§ **PROBLEM TO SOLVE**
Carry on the complexity cheatsheet below, starting right after its caveat about checking the per-operation cost.

§ **SUPPLIED PASSAGE**
-- BEGIN --

Complexity Cheatsheet

Quick reference for time and space complexities of every structure and algorithm in this guidebook, plus the maximum- $n$ table you scan to reject impossible approaches.

Quick Revisit
Scan the Maximum N table first to reject infeasible approaches given the problem's constraints.
All entries are baseline complexities. Constants and time limits matter — see the constant-factor notes after the table.
This file is a pure reference. For decision-making about which approach to pick, see Chapter 10 (Patterns) and the DS Selection Guide.

CF Rating Range: 1100 -- 2100

Big-O Quick Reference
Data Structure Complexities
Algorithm Complexities
DP Complexities
Maximum N Guidelines
What the Code Won't Teach You
Self-Test
See Also

Big-O Quick Reference

How large can $n$ be for each complexity class within a ~1--2 second time limit (assuming $\sim 10^{8}$ simple operations per second)?

Caveat. Numbers below assume tight inner loops over basic types. The same $O (n \log n)$ bound at $n = 5 \times 10^{6}$ is comfortable for a plain sort but tight for a segment tree carrying 64-byte structs. When in doubt, multiply out the operation count and sanity-check the per-operation cost.

-- END --

§ **EXTRACTED MATERIAL**
-- BEGIN --

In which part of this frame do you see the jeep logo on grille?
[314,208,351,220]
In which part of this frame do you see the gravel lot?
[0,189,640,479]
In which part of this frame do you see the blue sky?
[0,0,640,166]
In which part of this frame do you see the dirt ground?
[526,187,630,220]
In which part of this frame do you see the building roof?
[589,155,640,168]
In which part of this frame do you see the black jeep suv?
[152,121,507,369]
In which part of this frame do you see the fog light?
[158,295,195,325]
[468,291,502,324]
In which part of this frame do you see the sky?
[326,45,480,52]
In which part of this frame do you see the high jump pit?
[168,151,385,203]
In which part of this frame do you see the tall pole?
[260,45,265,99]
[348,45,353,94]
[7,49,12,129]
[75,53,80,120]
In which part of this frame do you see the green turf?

-- END --

§ **TASK RESULT**
+------------------+------------------+-------------------------------------------+
| Complexity       | Max n (~1-2 sec) | Typical use case                          |
+------------------+------------------+-------------------------------------------+
| O(1)             | any              | Hash lookup, math formula                 |
| O(log n)         | any              | Binary search, balanced BST query         |
| O(sqrt(n))       | ~10^14           | Square-root decomposition, prime check    |
| O(n)             | ~10^8            | Linear scan, prefix sums, counting sort   |
| O(n log n)       | ~5 * 10^6        | Sorting, segment tree build, merge sort   |
| O(n sqrt(n))     | ~5 * 10^5        | Mo's algorithm, sqrt decomposition        |
| O(n^2)           | ~10^4            | Brute-force pairs, 2D DP                  |
| O(n^2 log n)     | ~5 * 10^3        | Convex hull trick with sorting            |
| O(n^3)           | ~500             | Floyd-Warshall, matrix mult, 3D DP       |
| O(n^4)           | ~100             | 4-nested loops, interval DP variants      |
| O(2^n)           | ~25              | Subset enumeration                        |
| O(2^n * n)       | ~20-23           | Bitmask DP, TSP                           |
| O(n!)            | ~10-11           | Permutation brute force                   |
| O(n^n)           | ~8               | Brute force with repetition               |
+------------------+------------------+-------------------------------------------+

Data Structure Complexities

All complexities are worst-case unless marked (amortized) or (average).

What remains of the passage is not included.